Segment Start: Exercise data

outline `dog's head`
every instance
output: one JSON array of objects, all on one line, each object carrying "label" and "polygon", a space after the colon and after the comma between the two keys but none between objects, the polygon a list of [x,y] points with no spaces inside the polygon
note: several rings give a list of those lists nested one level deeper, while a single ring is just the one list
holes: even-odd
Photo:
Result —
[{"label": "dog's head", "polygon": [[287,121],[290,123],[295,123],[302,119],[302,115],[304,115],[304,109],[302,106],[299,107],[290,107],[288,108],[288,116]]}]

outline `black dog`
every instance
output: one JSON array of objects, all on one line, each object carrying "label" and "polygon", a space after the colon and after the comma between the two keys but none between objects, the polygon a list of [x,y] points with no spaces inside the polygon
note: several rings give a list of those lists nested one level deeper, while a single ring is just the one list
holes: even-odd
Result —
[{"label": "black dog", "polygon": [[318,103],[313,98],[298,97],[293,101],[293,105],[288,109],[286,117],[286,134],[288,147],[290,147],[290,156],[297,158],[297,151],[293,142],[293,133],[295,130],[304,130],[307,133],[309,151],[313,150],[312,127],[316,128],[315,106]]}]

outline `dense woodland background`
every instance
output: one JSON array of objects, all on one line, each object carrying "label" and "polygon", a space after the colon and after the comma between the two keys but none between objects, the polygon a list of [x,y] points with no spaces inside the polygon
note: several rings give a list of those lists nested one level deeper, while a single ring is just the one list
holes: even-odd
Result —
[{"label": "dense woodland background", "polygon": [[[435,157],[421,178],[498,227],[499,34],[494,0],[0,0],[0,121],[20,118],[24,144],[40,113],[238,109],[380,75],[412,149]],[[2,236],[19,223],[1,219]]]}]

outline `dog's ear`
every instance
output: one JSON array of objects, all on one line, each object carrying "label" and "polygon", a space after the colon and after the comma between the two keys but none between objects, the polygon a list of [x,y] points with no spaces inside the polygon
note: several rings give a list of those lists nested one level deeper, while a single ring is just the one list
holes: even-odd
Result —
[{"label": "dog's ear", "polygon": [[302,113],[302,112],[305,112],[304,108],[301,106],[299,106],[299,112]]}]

Segment End: Exercise data

→ Instructions to follow:
All of the data above needs to be retyped exactly, with each line as it stands.

→ Finished task:
outline `dog's head`
every instance
output: one JSON array of objects, all on one line, each object carrying "label" and "polygon", a space after the colon and after the comma between the two keys but none between objects, the polygon a list of [x,y] points with no spaces inside the polygon
note: several rings give a list of those lists nested one level deeper, while a single ring is just the one list
holes: even-odd
Photo:
Result —
[{"label": "dog's head", "polygon": [[287,121],[290,123],[295,123],[302,119],[302,115],[304,115],[304,109],[302,106],[299,107],[290,107],[288,108],[288,116]]}]

outline `black dog`
every instance
output: one JSON array of objects, all on one line, each object carrying "label" and "polygon", a space after the colon and after the comma between the two keys but none between objects, the polygon a list of [x,y] points with no spaces inside the polygon
note: several rings give a list of those lists nested one level deeper, while a single ring is just the one list
holes: even-odd
Result —
[{"label": "black dog", "polygon": [[318,103],[313,98],[298,97],[293,101],[293,105],[288,109],[286,117],[286,134],[288,147],[290,147],[290,156],[297,158],[297,151],[293,142],[293,133],[295,130],[304,130],[307,133],[309,151],[313,150],[312,127],[316,128],[315,106]]}]

outline `dense woodland background`
every instance
output: one JSON array of objects, all on one line, each object carrying "label" and "polygon", a space after the colon and after the comma between the two keys but none between objects, the polygon a list of [x,y] points with no spaces inside the polygon
note: several rings give a list of those lists nested one level deeper, while a single ring is just the one list
holes: even-odd
Result —
[{"label": "dense woodland background", "polygon": [[[435,157],[421,178],[498,227],[499,34],[494,0],[0,0],[0,121],[20,118],[24,144],[40,113],[238,109],[380,75],[412,149]],[[2,236],[19,223],[1,219]]]}]

outline `dog's ear`
every instance
output: one JSON array of objects, all on one line, each object carrying "label" and "polygon", a space after the colon and after the comma between the two keys but none between objects, the polygon a list of [x,y] points with no spaces inside the polygon
note: several rings give a list of those lists nested one level deeper, while a single ring is just the one list
holes: even-odd
Result —
[{"label": "dog's ear", "polygon": [[302,113],[302,112],[305,112],[304,108],[301,106],[299,106],[299,112]]}]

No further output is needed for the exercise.